> [Prompt 1]
Using the Montgomery passage, explain in one to three sentences why Chris' Hot Dogs set up a sidewalk take-out counter.
> [Prompt 2]
Please list every site that the Montgomery passage mentions by name.

> [Passage to read]

════════════════════

Ms. Parks, the then secretary of the local chapter, was deemed to be the best candidate to intentionally endure an arrest and then challenge it in the courts.
Rosa Parks pictured by Dr. Martin Luther King, Jr.
During our walk in central Montgomery, close to the Court Square (where black slaves were marketed), we paused to reflect at the Rosa Parks memorial bronze statue. It stands at the very bus stop where she boarded a bus on December 1, 1955. She then sat in the “white section” and, as stated on the commemorative plaque, “refused to give up her seat for boarding whites”. Also check out the Rosa Parks Museum nearby.
We ate lunch at the famous “Chris’ Hot Dogs since 1917”. We learned from our waiter that prior to the Civil Rights Act the KKK forbade them from admitting “colored”. Rather than risk the ire and retribution of the Klan, Chris’ created a sidewalk take-out counter. That was upsetting to hear. It is one thing to know that this was common during Jim Crow, it’s quite another to learn of it on site, from one who could recall that time.

════════════════════

> [Provided records]

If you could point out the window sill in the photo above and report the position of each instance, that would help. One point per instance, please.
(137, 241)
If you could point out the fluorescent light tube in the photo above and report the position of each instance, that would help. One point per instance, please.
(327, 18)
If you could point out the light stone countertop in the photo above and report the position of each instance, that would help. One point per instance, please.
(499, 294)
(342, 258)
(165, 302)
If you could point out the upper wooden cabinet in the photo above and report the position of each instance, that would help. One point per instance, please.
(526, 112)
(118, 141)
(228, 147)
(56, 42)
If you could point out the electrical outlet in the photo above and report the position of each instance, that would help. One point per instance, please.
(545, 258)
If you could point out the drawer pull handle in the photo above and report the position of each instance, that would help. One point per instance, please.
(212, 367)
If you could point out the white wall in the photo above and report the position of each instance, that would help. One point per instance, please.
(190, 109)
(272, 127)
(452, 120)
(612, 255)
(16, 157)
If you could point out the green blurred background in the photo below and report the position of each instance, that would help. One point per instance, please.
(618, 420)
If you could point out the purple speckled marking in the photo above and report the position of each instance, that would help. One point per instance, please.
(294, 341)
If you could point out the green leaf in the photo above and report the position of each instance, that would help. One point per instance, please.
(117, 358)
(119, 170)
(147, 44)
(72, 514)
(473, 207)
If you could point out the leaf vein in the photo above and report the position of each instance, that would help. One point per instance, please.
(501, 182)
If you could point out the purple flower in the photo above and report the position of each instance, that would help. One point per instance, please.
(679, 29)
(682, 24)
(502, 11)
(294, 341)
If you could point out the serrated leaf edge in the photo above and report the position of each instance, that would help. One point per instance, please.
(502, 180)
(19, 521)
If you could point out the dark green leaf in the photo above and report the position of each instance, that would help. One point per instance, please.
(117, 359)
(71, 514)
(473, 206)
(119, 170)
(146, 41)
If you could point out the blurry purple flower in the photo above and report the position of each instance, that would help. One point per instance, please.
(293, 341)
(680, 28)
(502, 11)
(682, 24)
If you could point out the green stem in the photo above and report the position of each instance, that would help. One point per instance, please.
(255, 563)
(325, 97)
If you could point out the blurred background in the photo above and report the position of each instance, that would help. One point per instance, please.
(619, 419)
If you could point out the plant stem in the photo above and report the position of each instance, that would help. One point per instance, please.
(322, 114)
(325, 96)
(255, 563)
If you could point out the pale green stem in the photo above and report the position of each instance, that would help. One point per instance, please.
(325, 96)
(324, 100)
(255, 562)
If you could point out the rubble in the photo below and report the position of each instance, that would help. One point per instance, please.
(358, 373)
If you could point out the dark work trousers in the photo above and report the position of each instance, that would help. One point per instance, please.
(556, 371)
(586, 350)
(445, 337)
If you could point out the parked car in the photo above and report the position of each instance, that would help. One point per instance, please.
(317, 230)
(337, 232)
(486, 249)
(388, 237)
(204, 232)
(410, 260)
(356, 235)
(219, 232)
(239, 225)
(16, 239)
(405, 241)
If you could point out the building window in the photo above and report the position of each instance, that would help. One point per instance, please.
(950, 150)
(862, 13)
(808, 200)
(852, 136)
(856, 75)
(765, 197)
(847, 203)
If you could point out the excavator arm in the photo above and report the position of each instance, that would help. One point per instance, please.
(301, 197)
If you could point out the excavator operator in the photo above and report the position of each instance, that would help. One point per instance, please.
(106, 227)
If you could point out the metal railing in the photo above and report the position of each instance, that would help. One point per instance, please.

════════════════════

> [Expected output 1]
Before the Civil Rights Act, the KKK forbade Chris' from admitting "colored" customers. Rather than risk the ire and retribution of the Klan, the restaurant created a sidewalk take-out counter.

> [Expected output 2]
- Court Square
- The Rosa Parks memorial bronze statue
- The Rosa Parks Museum
- Chris' Hot Dogs